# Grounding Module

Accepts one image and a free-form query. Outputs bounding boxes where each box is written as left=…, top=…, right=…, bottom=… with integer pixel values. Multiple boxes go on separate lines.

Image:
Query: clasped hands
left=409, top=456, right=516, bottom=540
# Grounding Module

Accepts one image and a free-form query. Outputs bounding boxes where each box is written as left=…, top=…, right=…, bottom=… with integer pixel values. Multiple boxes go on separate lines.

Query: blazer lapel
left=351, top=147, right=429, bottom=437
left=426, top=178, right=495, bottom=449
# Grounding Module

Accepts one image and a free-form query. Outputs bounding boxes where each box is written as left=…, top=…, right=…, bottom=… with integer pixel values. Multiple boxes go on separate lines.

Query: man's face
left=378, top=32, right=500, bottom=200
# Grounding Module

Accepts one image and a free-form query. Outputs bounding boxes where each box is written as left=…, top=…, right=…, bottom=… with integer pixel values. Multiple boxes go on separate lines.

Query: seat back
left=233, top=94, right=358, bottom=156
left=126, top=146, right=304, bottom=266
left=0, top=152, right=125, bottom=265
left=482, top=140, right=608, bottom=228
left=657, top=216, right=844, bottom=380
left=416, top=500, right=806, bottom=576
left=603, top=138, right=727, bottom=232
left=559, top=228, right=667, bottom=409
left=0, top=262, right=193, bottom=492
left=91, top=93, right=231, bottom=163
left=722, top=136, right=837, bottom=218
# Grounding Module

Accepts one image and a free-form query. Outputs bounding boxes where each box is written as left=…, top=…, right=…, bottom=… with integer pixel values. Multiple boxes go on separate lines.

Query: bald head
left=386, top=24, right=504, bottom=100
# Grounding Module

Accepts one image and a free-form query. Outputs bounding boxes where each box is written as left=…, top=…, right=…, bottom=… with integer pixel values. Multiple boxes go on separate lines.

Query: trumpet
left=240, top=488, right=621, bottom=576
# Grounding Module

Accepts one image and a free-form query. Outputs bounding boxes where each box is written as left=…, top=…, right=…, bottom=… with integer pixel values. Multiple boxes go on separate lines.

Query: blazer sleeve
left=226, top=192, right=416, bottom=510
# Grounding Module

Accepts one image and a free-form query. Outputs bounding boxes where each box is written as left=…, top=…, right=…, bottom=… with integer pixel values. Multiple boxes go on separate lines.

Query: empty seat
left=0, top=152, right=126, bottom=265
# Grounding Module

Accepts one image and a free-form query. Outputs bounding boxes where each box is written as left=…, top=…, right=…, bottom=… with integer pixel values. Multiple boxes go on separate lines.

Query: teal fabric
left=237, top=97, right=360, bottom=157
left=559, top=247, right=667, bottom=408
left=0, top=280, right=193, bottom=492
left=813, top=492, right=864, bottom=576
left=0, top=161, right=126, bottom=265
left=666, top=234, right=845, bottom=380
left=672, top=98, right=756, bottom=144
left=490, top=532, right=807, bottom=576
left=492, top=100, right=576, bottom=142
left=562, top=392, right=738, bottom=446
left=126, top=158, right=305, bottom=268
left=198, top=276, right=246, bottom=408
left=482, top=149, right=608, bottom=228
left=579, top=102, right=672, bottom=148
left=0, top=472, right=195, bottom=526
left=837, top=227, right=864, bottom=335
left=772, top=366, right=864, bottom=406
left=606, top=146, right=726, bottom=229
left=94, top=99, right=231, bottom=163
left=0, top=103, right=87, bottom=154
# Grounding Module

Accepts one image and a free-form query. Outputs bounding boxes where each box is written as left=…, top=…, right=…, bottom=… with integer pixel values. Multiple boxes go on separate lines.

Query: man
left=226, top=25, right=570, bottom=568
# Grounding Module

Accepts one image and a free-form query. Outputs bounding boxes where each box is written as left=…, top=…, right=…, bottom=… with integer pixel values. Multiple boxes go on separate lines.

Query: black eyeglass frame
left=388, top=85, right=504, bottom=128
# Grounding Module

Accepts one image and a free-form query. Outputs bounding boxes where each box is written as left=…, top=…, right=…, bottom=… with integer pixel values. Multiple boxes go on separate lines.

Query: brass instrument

• [Task statement]
Write out all of the entries above, line for line, with no changes.

• [Task output]
# Grounding Module

Accepts one image and a free-form query. Outputs bounding boxes where each box is written as left=…, top=…, right=…, bottom=… with integer pixel values. Multiple boxes go on separate lines.

Image:
Query: clasped hands
left=409, top=456, right=516, bottom=540
# Grounding Module

Accepts one image and a free-form query. Outputs bounding boxes where each box is written as left=…, top=…, right=…, bottom=… with integer pixel values. Multiple boxes go on separate lines.

Query: blazer lapel
left=351, top=147, right=429, bottom=437
left=426, top=178, right=495, bottom=449
# Grounding Module

Accepts one image and a free-form query. Outputs bounding boxes where each box is written as left=…, top=…, right=…, bottom=… with integer pixel values. Multiple boxes go on separate lines.

Query: man's face
left=378, top=32, right=500, bottom=200
# Grounding Module

Accepts one image and a free-form query. Outputs bounding boxes where each box is written as left=…, top=…, right=…, bottom=… with integer pixel values. Multiple boxes go on separate lines.

Query: seat back
left=233, top=94, right=358, bottom=156
left=126, top=146, right=304, bottom=266
left=0, top=152, right=125, bottom=265
left=482, top=140, right=608, bottom=228
left=657, top=216, right=844, bottom=380
left=416, top=500, right=806, bottom=576
left=603, top=138, right=727, bottom=232
left=559, top=228, right=667, bottom=409
left=0, top=262, right=193, bottom=492
left=91, top=93, right=231, bottom=163
left=722, top=136, right=837, bottom=218
# Grounding Module

Accepts one image and a free-form query. Outputs bounding boxes where each box is written as left=…, top=…, right=…, bottom=… with integer pixel values. Multiple boxes go on separate lines.

Query: bald head
left=386, top=24, right=504, bottom=100
# Grounding Module

Accepts one image and a free-form query. Outputs bounding boxes where each box is written as left=…, top=…, right=…, bottom=… with integer pixel values. Multiple boxes go on separate lines.

Query: trumpet
left=240, top=488, right=621, bottom=576
# Grounding Module

Accepts one image and a free-form query. Outputs bounding boxes where each box is written as left=…, top=…, right=…, bottom=… with integer pixel values. Multiple boxes go on separate lines.

Query: blazer sleeve
left=226, top=192, right=416, bottom=510
# Grounding Module

Accepts one image and a free-form query. Outputs bounding boxes where each box is written as left=…, top=…, right=…, bottom=… with integer pixel values. Multiple boxes go on separate lines.

Query: empty seat
left=0, top=152, right=126, bottom=265
# Grounding Module

Accepts one image and a free-form query. Outputs bounding boxes where each box is written as left=…, top=…, right=…, bottom=… with integer pixel values. Multiple boxes go on separate lines.

Query: teal fabric
left=237, top=97, right=360, bottom=157
left=559, top=247, right=667, bottom=408
left=0, top=280, right=193, bottom=492
left=813, top=492, right=864, bottom=576
left=0, top=161, right=126, bottom=265
left=666, top=234, right=845, bottom=380
left=672, top=98, right=756, bottom=144
left=490, top=532, right=807, bottom=576
left=492, top=100, right=576, bottom=142
left=562, top=392, right=738, bottom=446
left=126, top=158, right=305, bottom=268
left=198, top=276, right=246, bottom=408
left=482, top=149, right=608, bottom=228
left=579, top=102, right=672, bottom=148
left=0, top=472, right=195, bottom=526
left=837, top=227, right=864, bottom=335
left=772, top=366, right=864, bottom=406
left=606, top=146, right=726, bottom=229
left=94, top=99, right=231, bottom=163
left=0, top=103, right=87, bottom=154
# Grounding Module

Accepts one image and a free-form query. Outputs bounding boxes where each box is written as left=…, top=…, right=…, bottom=… with integer pixel values. Multiple boxes go on separate lines.

Query: man
left=226, top=25, right=570, bottom=568
# Grounding Module

Accepts one image and a free-form query. Outputs bounding boxes where each box is written as left=…, top=…, right=…, bottom=… with integer pixel values. Multiple boxes go on separate lines.

Query: black eyeglass frame
left=388, top=85, right=504, bottom=128
# Grounding Module

Accepts one image and a free-form query. Outputs bounding boxes where each box is written as left=…, top=…, right=…, bottom=… with integer pixel values. Multiple boxes go on separate lines.

Query: brass instrument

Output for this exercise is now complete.